> Stored data:
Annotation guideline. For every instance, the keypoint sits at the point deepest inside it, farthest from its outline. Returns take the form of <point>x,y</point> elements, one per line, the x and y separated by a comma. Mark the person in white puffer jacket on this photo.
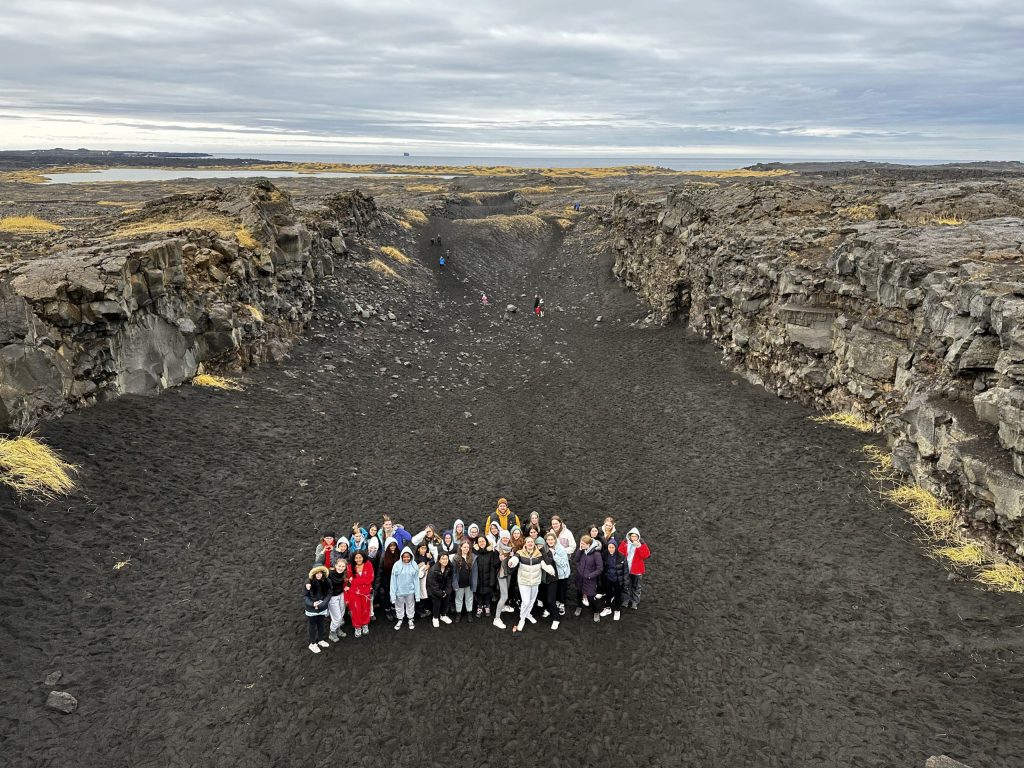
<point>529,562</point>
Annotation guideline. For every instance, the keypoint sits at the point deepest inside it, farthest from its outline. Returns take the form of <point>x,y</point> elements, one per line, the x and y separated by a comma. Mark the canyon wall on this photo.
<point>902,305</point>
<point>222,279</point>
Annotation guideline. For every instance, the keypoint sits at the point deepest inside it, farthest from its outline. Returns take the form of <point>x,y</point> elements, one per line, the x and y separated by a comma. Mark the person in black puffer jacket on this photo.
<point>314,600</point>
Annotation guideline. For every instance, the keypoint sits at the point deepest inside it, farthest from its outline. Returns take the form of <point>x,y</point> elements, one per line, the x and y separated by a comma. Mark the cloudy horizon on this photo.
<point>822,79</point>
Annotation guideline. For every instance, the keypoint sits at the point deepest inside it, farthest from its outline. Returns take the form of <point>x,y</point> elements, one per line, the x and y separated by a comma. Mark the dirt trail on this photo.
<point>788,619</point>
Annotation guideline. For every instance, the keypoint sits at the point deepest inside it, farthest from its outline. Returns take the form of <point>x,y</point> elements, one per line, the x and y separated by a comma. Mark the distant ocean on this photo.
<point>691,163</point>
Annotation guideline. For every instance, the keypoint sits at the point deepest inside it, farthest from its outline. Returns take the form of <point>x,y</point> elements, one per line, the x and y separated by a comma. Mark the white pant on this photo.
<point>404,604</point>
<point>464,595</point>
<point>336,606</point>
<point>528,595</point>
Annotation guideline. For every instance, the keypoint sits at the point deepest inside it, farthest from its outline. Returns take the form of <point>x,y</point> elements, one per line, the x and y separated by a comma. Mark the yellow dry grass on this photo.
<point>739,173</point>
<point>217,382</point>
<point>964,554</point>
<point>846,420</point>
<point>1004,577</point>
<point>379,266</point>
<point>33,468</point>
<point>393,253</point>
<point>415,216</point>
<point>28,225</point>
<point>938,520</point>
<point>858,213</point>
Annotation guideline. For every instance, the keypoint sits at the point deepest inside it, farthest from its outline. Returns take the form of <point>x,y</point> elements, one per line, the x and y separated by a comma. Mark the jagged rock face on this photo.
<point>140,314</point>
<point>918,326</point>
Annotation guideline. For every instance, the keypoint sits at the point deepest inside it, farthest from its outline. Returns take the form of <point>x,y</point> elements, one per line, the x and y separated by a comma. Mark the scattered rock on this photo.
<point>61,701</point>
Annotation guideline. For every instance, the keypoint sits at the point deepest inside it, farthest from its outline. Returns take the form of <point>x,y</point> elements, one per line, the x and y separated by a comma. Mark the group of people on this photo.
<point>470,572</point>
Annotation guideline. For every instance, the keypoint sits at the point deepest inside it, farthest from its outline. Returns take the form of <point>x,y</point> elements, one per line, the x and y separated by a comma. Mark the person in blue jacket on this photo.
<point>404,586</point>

* * *

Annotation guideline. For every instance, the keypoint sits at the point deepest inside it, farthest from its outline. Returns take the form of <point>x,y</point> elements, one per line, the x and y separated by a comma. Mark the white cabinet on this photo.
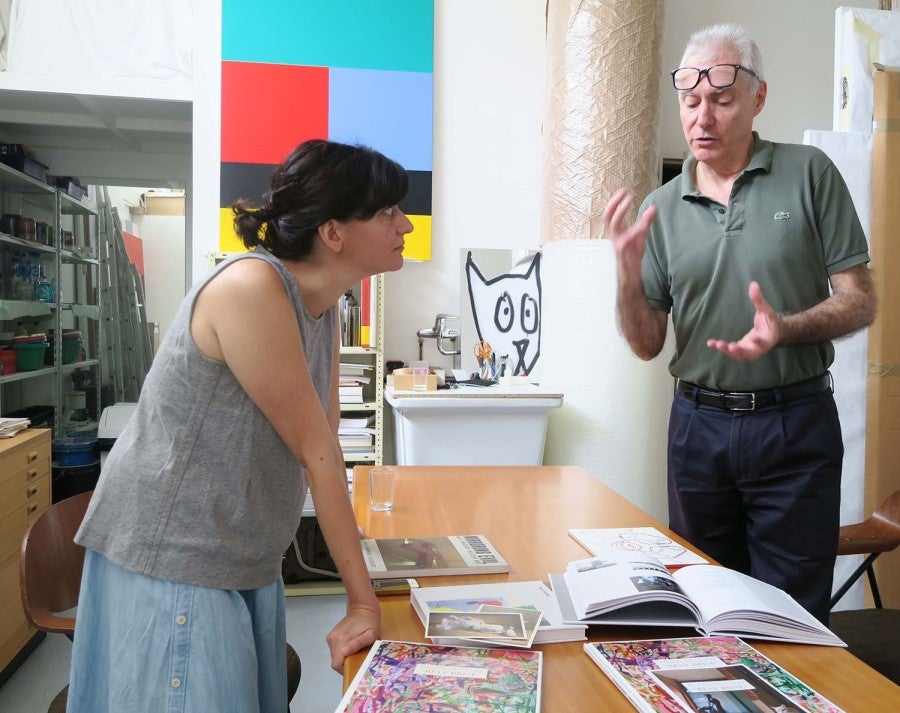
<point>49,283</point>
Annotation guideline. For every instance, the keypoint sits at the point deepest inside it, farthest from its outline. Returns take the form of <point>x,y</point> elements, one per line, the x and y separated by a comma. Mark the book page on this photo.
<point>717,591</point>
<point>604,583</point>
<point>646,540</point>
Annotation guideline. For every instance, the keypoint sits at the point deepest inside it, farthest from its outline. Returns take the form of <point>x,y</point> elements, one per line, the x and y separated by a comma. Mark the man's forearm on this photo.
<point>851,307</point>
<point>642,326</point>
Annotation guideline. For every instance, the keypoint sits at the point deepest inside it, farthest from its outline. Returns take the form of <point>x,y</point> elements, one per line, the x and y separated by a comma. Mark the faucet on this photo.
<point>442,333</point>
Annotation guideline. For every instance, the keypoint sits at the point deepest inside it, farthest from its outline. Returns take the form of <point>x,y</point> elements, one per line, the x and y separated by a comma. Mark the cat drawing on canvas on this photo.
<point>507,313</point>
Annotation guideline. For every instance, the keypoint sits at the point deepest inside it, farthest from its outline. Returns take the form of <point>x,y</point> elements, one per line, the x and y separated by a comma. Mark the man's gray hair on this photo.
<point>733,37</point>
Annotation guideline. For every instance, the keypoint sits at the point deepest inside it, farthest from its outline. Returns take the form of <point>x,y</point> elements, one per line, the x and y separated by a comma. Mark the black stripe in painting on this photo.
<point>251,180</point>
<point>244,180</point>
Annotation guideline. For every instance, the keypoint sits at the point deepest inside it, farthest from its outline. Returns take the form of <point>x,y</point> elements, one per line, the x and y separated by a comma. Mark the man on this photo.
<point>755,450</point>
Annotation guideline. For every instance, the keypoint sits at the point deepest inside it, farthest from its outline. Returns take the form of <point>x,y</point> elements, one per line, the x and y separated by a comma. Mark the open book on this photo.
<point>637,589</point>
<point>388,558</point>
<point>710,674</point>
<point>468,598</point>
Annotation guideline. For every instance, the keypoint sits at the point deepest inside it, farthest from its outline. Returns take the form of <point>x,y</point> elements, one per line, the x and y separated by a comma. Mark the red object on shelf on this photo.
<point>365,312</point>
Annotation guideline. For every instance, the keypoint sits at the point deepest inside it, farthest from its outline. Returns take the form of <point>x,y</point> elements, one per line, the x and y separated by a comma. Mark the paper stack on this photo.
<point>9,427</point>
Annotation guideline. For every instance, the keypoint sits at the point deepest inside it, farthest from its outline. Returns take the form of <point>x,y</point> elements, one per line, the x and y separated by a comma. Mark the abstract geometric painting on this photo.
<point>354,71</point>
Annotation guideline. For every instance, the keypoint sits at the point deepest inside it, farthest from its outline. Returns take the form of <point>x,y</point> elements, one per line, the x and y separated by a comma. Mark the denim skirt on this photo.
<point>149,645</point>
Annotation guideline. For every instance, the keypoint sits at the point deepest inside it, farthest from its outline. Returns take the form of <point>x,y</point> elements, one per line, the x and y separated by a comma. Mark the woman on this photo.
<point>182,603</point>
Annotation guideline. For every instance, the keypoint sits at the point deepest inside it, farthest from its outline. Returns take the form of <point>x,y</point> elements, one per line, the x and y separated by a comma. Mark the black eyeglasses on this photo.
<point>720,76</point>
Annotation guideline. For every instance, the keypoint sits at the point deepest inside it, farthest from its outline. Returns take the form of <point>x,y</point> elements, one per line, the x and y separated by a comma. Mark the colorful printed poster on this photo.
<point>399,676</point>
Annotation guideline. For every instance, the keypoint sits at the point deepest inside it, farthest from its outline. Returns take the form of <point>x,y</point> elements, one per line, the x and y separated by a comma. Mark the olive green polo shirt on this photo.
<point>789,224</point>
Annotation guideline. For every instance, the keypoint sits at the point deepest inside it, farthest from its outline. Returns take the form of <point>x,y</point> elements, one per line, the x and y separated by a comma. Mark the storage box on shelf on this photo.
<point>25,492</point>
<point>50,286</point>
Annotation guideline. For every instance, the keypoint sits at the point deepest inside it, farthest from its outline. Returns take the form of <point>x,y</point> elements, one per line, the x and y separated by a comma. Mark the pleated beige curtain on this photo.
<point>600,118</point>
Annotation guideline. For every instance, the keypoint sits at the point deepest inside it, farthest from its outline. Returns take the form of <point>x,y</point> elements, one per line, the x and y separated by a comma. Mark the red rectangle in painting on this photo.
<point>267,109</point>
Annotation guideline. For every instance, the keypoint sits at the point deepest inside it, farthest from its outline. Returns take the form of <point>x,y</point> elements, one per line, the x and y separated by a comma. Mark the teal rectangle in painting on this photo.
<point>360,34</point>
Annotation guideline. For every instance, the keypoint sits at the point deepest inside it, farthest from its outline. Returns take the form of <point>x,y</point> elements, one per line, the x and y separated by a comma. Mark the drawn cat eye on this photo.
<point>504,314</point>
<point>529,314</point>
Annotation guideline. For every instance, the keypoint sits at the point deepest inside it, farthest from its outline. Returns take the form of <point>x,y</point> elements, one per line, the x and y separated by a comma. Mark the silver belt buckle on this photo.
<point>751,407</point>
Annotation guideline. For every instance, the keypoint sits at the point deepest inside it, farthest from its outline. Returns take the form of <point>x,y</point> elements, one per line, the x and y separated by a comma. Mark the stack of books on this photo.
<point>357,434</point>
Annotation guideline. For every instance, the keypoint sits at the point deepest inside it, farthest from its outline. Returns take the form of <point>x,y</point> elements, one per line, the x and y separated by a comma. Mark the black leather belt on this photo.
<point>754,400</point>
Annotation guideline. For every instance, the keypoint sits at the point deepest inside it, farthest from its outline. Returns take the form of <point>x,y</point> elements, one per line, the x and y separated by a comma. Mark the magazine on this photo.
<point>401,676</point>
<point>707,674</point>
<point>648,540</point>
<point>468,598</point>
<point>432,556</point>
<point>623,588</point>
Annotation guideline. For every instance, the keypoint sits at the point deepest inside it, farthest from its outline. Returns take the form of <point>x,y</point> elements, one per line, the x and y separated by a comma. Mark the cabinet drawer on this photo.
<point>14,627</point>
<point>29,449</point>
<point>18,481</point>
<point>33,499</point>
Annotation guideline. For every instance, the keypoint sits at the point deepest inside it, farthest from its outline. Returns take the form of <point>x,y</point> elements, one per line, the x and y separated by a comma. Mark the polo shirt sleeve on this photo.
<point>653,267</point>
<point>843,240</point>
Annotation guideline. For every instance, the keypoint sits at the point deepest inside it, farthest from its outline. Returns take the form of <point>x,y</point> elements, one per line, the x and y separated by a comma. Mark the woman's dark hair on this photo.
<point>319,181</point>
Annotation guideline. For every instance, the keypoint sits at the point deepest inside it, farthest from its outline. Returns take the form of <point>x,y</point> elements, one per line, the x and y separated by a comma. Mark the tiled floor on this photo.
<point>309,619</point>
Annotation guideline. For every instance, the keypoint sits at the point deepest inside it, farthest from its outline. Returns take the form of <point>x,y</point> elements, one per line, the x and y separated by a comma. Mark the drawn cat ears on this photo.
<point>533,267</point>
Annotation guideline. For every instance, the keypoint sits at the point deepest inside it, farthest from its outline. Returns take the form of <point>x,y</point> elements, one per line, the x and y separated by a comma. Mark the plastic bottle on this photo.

> Exercise objective: In the listing above, the lines from the one containing "ears on this photo." through the one containing "bottle on this photo." must be set down exactly, with no other lines.

> Solution for this problem:
Annotation guideline. For every instance, the keypoint sits at the point deepest inside it, farthest from its outline. Returns take the form of <point>x,y</point> elements, one per line, the x and y separated by a comma. Mark the drawn cat ears on this photo.
<point>533,267</point>
Annotation guideline. For every instance, the keypoint sits at the point deepest inside it, farthest from its outline. Returns take the form of <point>x,y</point> elements, one per line, the x and y separated by a comma. Mark the plastic bottle on this photo.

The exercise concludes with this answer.